# What is being asked
Reproduce the rows below, replacing every occurrence of "Grounding Module" with "Localization Module" and keeping all other text unchanged.

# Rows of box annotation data
☆ ☆ ☆

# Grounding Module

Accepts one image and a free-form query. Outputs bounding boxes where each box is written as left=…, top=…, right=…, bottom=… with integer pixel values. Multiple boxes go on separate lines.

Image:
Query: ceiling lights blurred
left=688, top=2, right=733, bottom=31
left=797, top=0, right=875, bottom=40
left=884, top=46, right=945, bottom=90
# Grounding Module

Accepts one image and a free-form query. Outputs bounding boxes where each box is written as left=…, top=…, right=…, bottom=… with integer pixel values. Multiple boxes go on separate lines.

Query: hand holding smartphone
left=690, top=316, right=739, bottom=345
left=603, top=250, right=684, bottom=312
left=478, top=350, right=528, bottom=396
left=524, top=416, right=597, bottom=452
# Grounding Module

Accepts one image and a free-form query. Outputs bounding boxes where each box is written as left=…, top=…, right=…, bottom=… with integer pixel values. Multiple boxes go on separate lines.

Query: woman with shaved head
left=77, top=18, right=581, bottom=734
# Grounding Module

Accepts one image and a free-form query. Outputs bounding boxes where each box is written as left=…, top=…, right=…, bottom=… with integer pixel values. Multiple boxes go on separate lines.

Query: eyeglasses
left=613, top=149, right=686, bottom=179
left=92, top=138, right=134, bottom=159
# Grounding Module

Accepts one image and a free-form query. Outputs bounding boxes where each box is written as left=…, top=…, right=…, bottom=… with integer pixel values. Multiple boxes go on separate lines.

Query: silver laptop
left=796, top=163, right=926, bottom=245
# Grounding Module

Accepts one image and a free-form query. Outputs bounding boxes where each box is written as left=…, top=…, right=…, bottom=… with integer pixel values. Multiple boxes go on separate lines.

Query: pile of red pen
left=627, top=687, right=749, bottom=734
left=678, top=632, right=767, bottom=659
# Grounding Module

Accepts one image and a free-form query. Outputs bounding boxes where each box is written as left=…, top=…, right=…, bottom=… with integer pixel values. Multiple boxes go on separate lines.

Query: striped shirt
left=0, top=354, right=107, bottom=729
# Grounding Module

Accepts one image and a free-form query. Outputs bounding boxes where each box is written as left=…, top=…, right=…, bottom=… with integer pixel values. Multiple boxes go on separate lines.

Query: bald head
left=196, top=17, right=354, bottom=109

☆ ☆ ☆

# Exercise solution
# Localization Module

Accepts one image and a free-form query. Outputs bounding boxes where each box is written as left=…, top=…, right=…, bottom=… with integer pixel values. Multiple boxes go on separate lines.

Image:
Query: ceiling lights blurred
left=688, top=2, right=733, bottom=31
left=797, top=0, right=875, bottom=40
left=884, top=46, right=945, bottom=90
# Localization Module

Accepts one image and a free-form query. Outputs bounding boxes where each box is written as left=…, top=…, right=…, bottom=… with integer pixel values. Multiple boxes go on separate lines.

Query: hand holding smartphone
left=690, top=316, right=739, bottom=345
left=603, top=250, right=684, bottom=312
left=478, top=350, right=528, bottom=396
left=524, top=416, right=597, bottom=452
# Localization Module

Accepts one image and a free-form query. Outputs bounding boxes where each box is written as left=…, top=…, right=…, bottom=… with integer pixel values. Multiple boxes go on separate lines.

Query: woman with shaved head
left=77, top=18, right=581, bottom=734
# Localization Module

Accepts one image and a free-form query. Outputs bounding boxes where each box is written as left=…, top=…, right=…, bottom=… with integer pixel values. Multiple boxes go on separate lines.

Query: eyeglasses
left=613, top=149, right=686, bottom=179
left=92, top=138, right=134, bottom=159
# Localization Module

Accepts one image and a free-form query. Outputs bounding boxes where each box is written as left=…, top=…, right=…, bottom=… with integer pixel values. Multiple boxes go on separate lines.

Query: silver laptop
left=796, top=163, right=926, bottom=245
# Localization Module

Accepts one image and a free-form query. Outputs bounding boxes where each box is written as left=…, top=…, right=…, bottom=… with integer pixel values. Multiple boxes go on separate lines.

Query: pile of red pen
left=627, top=687, right=749, bottom=734
left=678, top=632, right=767, bottom=659
# Localization Module

Accepts one image and a free-form query. Outputs bounding boxes where each box is written as left=…, top=…, right=…, bottom=… with integer pixel values. Multiple boxes go on separate lines.

Query: striped shirt
left=0, top=354, right=107, bottom=729
# Localization Module

Accepts one image and a free-form query. Outputs bounding boxes where each box is written as left=…, top=…, right=…, bottom=… with integer pixel values. Multiple boxes go on separate lines.

Query: bald head
left=196, top=17, right=354, bottom=109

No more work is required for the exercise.